WHAT THE TASK REQUIRES: Find every line in the records below that contains the string "brown" and copy each one in full. The match is case-sensitive.

RECORD EXCERPTS:
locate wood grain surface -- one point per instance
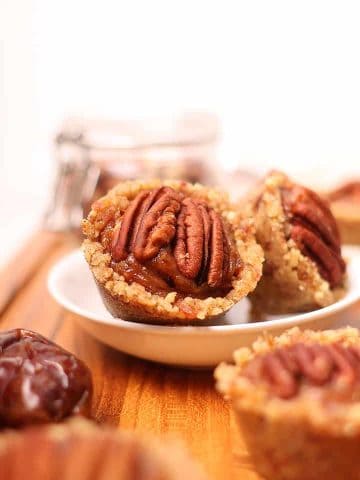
(129, 393)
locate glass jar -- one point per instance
(94, 155)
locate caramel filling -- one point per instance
(168, 242)
(286, 370)
(314, 230)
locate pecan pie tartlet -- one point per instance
(297, 402)
(80, 450)
(303, 269)
(345, 205)
(170, 252)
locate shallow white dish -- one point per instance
(71, 283)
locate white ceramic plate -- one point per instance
(71, 284)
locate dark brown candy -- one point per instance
(40, 381)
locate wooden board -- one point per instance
(129, 393)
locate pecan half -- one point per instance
(186, 228)
(285, 369)
(189, 245)
(314, 231)
(148, 224)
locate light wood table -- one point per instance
(129, 393)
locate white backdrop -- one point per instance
(283, 76)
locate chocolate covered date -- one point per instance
(40, 381)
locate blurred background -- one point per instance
(280, 80)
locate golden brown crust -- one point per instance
(132, 301)
(298, 438)
(81, 450)
(291, 281)
(346, 210)
(251, 398)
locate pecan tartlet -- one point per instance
(297, 402)
(81, 450)
(345, 205)
(170, 252)
(303, 269)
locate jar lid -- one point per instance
(187, 129)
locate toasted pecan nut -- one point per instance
(171, 252)
(296, 398)
(315, 231)
(285, 369)
(191, 232)
(304, 269)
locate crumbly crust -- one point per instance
(348, 218)
(299, 438)
(99, 452)
(306, 408)
(133, 301)
(291, 281)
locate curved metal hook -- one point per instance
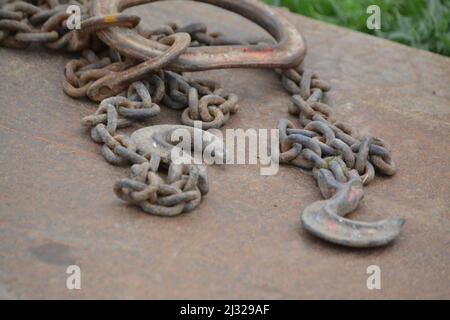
(160, 139)
(325, 219)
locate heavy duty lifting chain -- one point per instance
(131, 71)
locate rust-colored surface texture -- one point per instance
(57, 207)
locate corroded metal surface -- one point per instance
(56, 206)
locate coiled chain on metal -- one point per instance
(324, 145)
(333, 150)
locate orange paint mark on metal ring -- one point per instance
(110, 19)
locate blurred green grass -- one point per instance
(423, 24)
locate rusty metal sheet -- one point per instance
(244, 241)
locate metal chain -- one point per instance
(328, 147)
(24, 23)
(340, 159)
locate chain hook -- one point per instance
(325, 218)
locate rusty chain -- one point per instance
(337, 155)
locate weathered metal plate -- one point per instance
(57, 206)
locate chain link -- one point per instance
(332, 150)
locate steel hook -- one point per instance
(325, 218)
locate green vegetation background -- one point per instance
(423, 24)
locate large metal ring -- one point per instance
(289, 50)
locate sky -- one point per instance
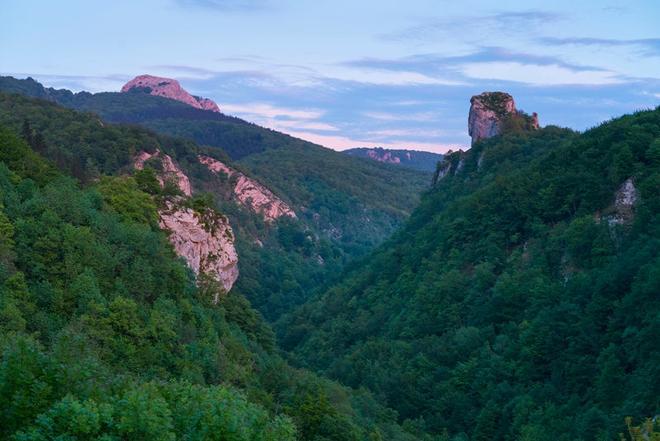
(352, 73)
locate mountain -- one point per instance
(418, 160)
(341, 207)
(168, 88)
(104, 332)
(493, 113)
(520, 300)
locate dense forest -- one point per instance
(346, 206)
(104, 333)
(520, 301)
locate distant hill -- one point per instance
(415, 159)
(520, 301)
(345, 205)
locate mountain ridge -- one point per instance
(415, 159)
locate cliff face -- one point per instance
(205, 240)
(251, 193)
(625, 200)
(489, 112)
(170, 171)
(169, 88)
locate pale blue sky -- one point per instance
(352, 73)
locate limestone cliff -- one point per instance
(169, 88)
(489, 113)
(251, 193)
(204, 239)
(625, 200)
(170, 171)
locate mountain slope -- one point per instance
(105, 334)
(344, 206)
(417, 160)
(520, 301)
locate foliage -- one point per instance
(105, 335)
(345, 206)
(512, 305)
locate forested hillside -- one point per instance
(104, 333)
(520, 301)
(346, 206)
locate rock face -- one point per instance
(251, 193)
(625, 200)
(206, 241)
(170, 171)
(488, 112)
(169, 88)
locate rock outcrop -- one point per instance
(170, 171)
(251, 193)
(625, 200)
(169, 88)
(490, 110)
(204, 239)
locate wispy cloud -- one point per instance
(649, 46)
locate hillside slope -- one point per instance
(105, 334)
(520, 301)
(345, 206)
(414, 159)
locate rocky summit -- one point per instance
(489, 113)
(169, 88)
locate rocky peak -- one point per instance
(169, 88)
(251, 193)
(490, 110)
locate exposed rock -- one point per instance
(451, 163)
(489, 110)
(624, 204)
(251, 193)
(169, 88)
(170, 171)
(205, 241)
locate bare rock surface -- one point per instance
(625, 200)
(489, 110)
(169, 88)
(205, 241)
(251, 193)
(170, 171)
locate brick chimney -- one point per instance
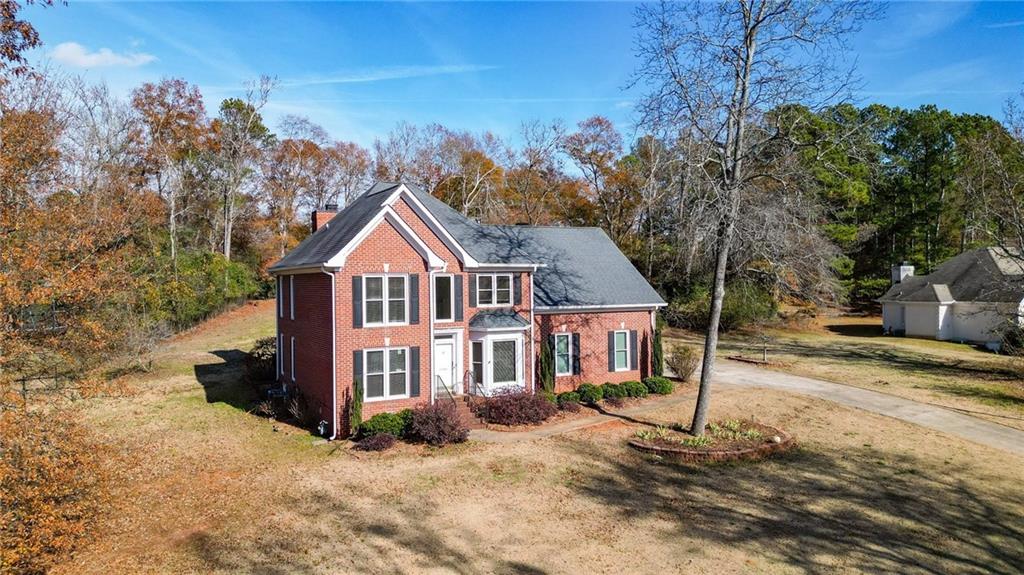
(323, 216)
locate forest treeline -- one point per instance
(148, 213)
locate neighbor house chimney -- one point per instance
(322, 217)
(901, 272)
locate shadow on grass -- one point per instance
(343, 538)
(823, 513)
(223, 382)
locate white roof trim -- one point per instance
(432, 223)
(387, 214)
(570, 309)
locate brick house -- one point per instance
(420, 304)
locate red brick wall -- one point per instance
(593, 329)
(311, 329)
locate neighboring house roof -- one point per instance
(579, 267)
(985, 274)
(498, 319)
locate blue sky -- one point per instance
(357, 69)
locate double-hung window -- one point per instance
(494, 290)
(622, 351)
(385, 300)
(443, 298)
(386, 373)
(563, 354)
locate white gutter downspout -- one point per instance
(334, 357)
(532, 350)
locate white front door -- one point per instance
(444, 367)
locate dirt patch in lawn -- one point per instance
(216, 490)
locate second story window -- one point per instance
(494, 290)
(386, 300)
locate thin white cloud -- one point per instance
(386, 73)
(75, 54)
(1012, 24)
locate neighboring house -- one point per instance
(971, 298)
(420, 303)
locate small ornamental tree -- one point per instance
(657, 355)
(547, 368)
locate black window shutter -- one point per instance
(414, 298)
(414, 371)
(356, 301)
(633, 349)
(576, 354)
(457, 281)
(611, 351)
(356, 365)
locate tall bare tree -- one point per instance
(713, 71)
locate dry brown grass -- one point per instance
(218, 490)
(852, 351)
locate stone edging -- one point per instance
(696, 455)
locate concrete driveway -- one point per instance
(947, 421)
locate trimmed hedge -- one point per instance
(589, 393)
(635, 389)
(612, 391)
(660, 386)
(396, 425)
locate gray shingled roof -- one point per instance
(582, 267)
(331, 237)
(498, 319)
(986, 274)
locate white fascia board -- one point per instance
(432, 223)
(301, 269)
(576, 309)
(392, 217)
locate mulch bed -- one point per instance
(720, 449)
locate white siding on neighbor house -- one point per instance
(923, 320)
(892, 318)
(981, 322)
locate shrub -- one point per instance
(261, 361)
(589, 393)
(657, 355)
(660, 386)
(438, 424)
(379, 442)
(355, 409)
(683, 361)
(568, 397)
(612, 391)
(393, 424)
(518, 407)
(635, 389)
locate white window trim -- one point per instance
(387, 374)
(387, 301)
(433, 293)
(494, 291)
(568, 347)
(614, 350)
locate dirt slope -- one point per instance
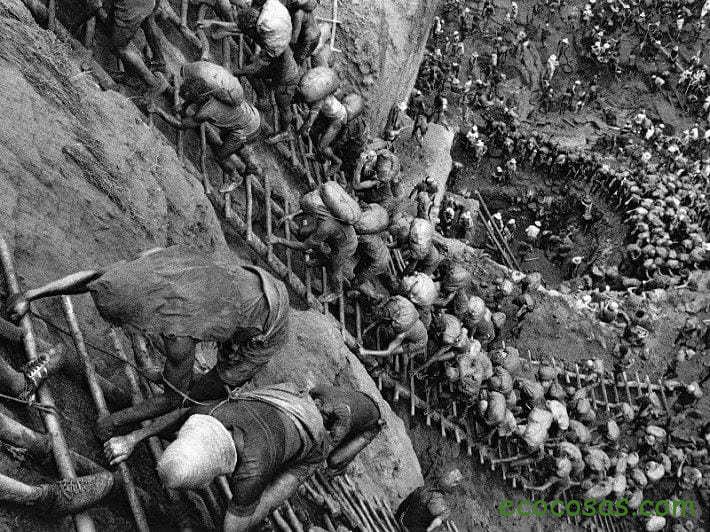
(383, 43)
(84, 182)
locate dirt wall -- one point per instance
(383, 43)
(85, 182)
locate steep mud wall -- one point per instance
(382, 42)
(84, 182)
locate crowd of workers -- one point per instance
(382, 246)
(267, 440)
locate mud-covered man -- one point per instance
(178, 298)
(266, 441)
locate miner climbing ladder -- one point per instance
(606, 393)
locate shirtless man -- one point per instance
(124, 20)
(266, 441)
(238, 128)
(178, 298)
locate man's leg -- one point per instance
(326, 140)
(177, 377)
(284, 96)
(133, 60)
(150, 30)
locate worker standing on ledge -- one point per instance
(178, 298)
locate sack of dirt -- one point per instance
(421, 237)
(401, 313)
(274, 27)
(420, 289)
(312, 203)
(340, 204)
(354, 104)
(374, 220)
(201, 79)
(203, 450)
(318, 83)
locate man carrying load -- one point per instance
(327, 115)
(178, 298)
(266, 441)
(268, 24)
(376, 177)
(214, 96)
(306, 30)
(332, 236)
(407, 334)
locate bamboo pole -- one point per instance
(154, 445)
(62, 457)
(100, 402)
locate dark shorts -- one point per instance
(126, 19)
(303, 50)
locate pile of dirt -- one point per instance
(382, 44)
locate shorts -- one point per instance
(238, 363)
(126, 19)
(233, 142)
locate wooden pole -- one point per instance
(62, 457)
(100, 402)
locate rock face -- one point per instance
(383, 42)
(316, 353)
(85, 182)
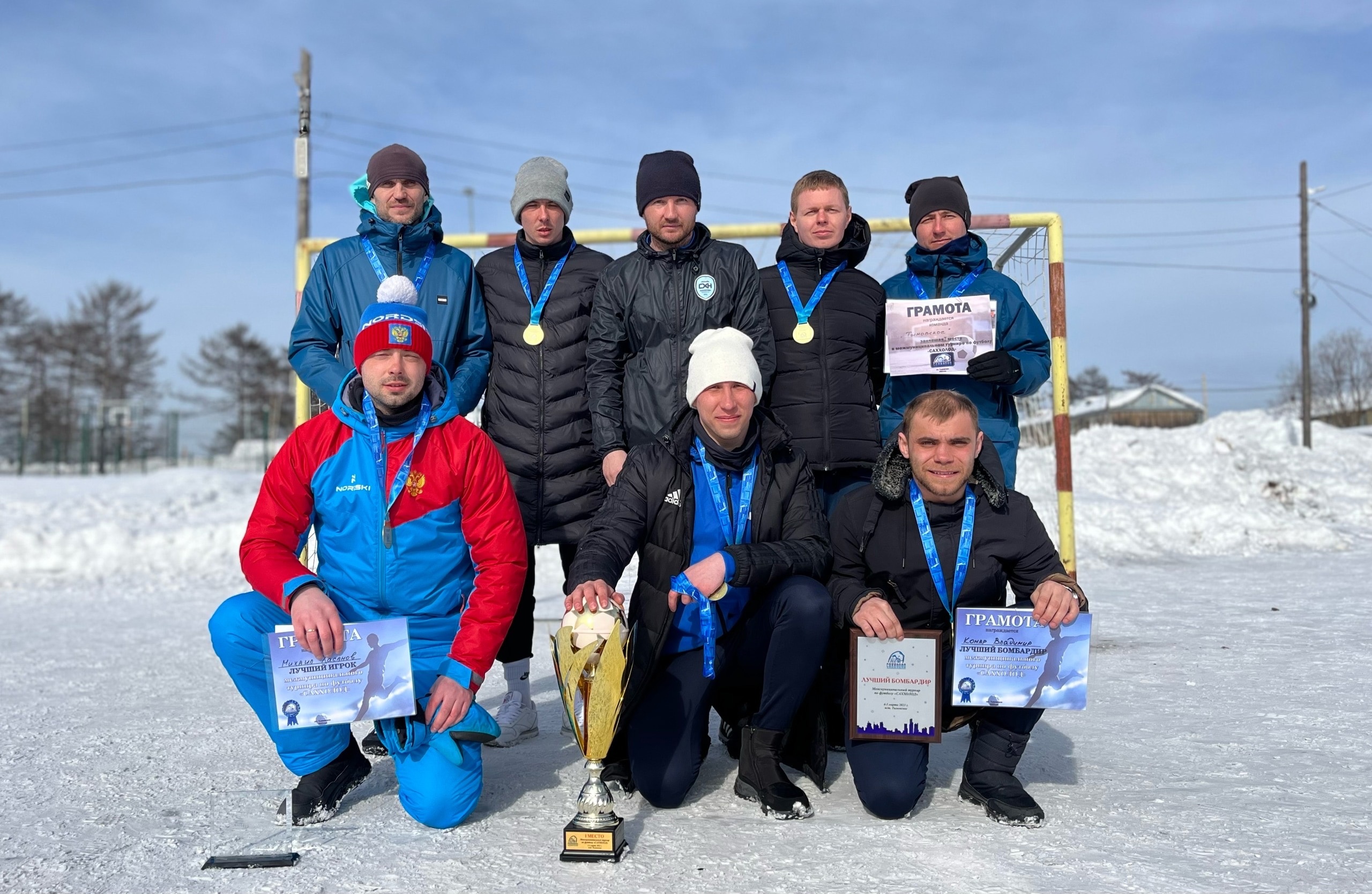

TASK ANSWER:
locate dark brown candy -- one point per instance
locate golden brown crust -- one point per instance
locate dry brown grass -- one point per instance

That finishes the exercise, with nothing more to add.